** WHAT YOU NEED TO DO **
Every record must be written out once more, with nothing added or omitted.

Named object pointing entries
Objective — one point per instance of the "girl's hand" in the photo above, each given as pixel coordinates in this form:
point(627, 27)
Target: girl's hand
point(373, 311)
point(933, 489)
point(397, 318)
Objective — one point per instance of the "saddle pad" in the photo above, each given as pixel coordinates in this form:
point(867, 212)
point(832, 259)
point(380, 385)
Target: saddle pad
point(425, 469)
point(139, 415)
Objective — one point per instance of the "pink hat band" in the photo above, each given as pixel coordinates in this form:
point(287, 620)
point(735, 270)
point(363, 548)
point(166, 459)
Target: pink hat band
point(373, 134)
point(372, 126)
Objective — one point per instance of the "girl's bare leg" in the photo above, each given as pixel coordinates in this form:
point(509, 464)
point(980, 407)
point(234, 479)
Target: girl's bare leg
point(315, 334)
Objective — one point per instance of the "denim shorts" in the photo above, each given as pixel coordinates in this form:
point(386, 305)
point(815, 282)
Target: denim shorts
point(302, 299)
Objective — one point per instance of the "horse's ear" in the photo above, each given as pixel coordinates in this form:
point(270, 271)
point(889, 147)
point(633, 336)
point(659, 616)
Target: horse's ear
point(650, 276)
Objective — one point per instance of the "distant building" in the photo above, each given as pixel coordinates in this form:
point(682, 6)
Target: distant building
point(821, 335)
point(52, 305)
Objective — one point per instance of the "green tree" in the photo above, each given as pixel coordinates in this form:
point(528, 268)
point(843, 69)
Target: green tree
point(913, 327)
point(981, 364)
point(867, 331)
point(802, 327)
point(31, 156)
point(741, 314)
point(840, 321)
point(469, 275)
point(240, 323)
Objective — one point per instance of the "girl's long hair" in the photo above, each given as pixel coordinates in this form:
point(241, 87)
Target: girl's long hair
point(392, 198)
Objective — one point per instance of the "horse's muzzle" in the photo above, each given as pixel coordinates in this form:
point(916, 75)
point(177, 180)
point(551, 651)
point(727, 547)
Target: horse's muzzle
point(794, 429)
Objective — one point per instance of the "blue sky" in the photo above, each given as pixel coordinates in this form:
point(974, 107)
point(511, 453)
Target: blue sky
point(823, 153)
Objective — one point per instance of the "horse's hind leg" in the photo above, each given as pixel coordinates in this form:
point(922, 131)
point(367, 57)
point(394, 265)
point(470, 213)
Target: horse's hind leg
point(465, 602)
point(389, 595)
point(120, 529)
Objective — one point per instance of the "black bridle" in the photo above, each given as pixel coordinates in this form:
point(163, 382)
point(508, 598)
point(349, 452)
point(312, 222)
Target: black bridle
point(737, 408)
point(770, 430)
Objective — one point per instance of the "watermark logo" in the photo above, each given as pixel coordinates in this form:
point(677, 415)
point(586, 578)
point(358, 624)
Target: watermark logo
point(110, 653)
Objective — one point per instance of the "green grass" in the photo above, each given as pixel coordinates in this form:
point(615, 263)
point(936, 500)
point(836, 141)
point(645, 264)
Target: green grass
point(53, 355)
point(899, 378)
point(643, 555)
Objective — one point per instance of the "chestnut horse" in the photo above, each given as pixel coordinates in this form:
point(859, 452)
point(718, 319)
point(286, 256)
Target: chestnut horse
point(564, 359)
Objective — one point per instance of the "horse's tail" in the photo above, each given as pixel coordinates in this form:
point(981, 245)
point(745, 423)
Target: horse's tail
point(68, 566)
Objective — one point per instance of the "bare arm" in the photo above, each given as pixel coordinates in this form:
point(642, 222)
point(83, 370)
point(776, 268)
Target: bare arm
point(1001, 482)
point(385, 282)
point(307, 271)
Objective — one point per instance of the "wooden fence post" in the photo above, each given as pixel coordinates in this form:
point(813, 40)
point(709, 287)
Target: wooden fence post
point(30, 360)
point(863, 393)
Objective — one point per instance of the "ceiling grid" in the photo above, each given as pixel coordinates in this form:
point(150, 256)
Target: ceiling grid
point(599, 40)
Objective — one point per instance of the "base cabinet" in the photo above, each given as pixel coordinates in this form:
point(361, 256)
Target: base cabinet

** EXERCISE OUTPUT **
Objective — one point per instance of the "girl's hand" in the photo above, each given as pixel coordinates in this form:
point(627, 27)
Target: girl's hand
point(373, 311)
point(933, 489)
point(397, 318)
Objective — one point per instance of the "saddle pad" in the photo above, each given as pixel coordinates in this form:
point(867, 212)
point(832, 259)
point(380, 385)
Target: saddle pad
point(425, 469)
point(139, 415)
Objective — one point per instance of the "pink hat band" in the photo above, each given as pixel coordinates in this form:
point(287, 620)
point(735, 270)
point(363, 548)
point(166, 459)
Target: pink hat band
point(373, 134)
point(372, 126)
Objective — one point per instance of the "girl's bare leg" in the photo above, each given as pixel coordinates in this form:
point(509, 464)
point(980, 407)
point(234, 479)
Target: girl's bare leg
point(315, 334)
Objective — one point per instance of the "denim shorts" in the photo above, each given as pixel coordinates in this form:
point(386, 305)
point(815, 282)
Target: denim shorts
point(302, 299)
Objective — one point per instance of the "horse's ear" in the photo above, each given as pixel coordinates in this form:
point(270, 271)
point(889, 147)
point(633, 336)
point(659, 616)
Target: horse's ear
point(650, 276)
Objective — one point per instance of the "distant building" in the photo above, each given as pixel coordinates in this form:
point(682, 6)
Target: distant building
point(821, 335)
point(52, 305)
Objective — one point per instance of the "green tree" in the photo above, each given as pixel coordinates in this form:
point(528, 268)
point(843, 69)
Target: green tree
point(913, 327)
point(981, 364)
point(867, 331)
point(802, 327)
point(31, 156)
point(741, 314)
point(840, 321)
point(469, 275)
point(240, 323)
Objective — one point per instance of the "girl's long hair" in the photo above, each given as pixel coordinates in this form:
point(241, 87)
Target: girl's long hair
point(392, 198)
Objective — one point per instance of the "horse's muzzle" in the photo above, each given as pixel coordinates in this form:
point(916, 75)
point(177, 180)
point(551, 651)
point(727, 547)
Target: horse's muzzle
point(794, 429)
Objective — one point per instance of the "blue sky" in the photo above, each given as pixel coordinates in this form:
point(974, 107)
point(511, 453)
Target: blue sky
point(823, 153)
Objective — one point per instance of the "horse's hind leg" in the photo above, each given as pixel coordinates in this form:
point(922, 131)
point(367, 57)
point(394, 265)
point(470, 213)
Target: horse's hind leg
point(465, 602)
point(389, 595)
point(120, 529)
Objective — one point per instance of the "black bridle" in the photo above, each given as pixel coordinates in this form:
point(163, 382)
point(508, 598)
point(349, 452)
point(312, 222)
Target: black bridle
point(737, 408)
point(770, 430)
Objective — one point per instance of the "watermark logo" in the photo above, each given as pixel coordinates in this form:
point(677, 415)
point(586, 578)
point(358, 624)
Target: watermark logo
point(110, 653)
Objective — one point per instance of the "green grass" in the photo above, each given as pixel coordinates in this form:
point(615, 263)
point(936, 500)
point(836, 141)
point(645, 264)
Target: green grass
point(53, 355)
point(899, 378)
point(643, 555)
Objective — one point per instance of the "chestnut horse" in the photo above, each given as pixel coordinates in this form:
point(859, 452)
point(718, 319)
point(286, 256)
Target: chestnut horse
point(564, 359)
Objective — one point per instance of the "horse's tail" in the photo above, each given as pixel coordinates in this form:
point(981, 245)
point(745, 423)
Target: horse's tail
point(68, 566)
Objective — one point per instance of the "bare arm" in the photo above, each given as pixel coordinates in this form:
point(642, 222)
point(83, 370)
point(776, 268)
Target: bare arm
point(1001, 482)
point(385, 282)
point(307, 271)
Objective — one point per instance of the "wooden fence post" in the photo above, each given as pixel coordinates in this form:
point(813, 40)
point(709, 287)
Target: wooden fence post
point(30, 360)
point(863, 393)
Objective — one point per instance of the "ceiling grid" in the photo above, each given as pixel coordinates in this form:
point(150, 256)
Target: ceiling grid
point(599, 40)
Objective — one point per instance of the "base cabinet" in the photo above, each given as pixel coordinates in this form:
point(361, 256)
Target: base cabinet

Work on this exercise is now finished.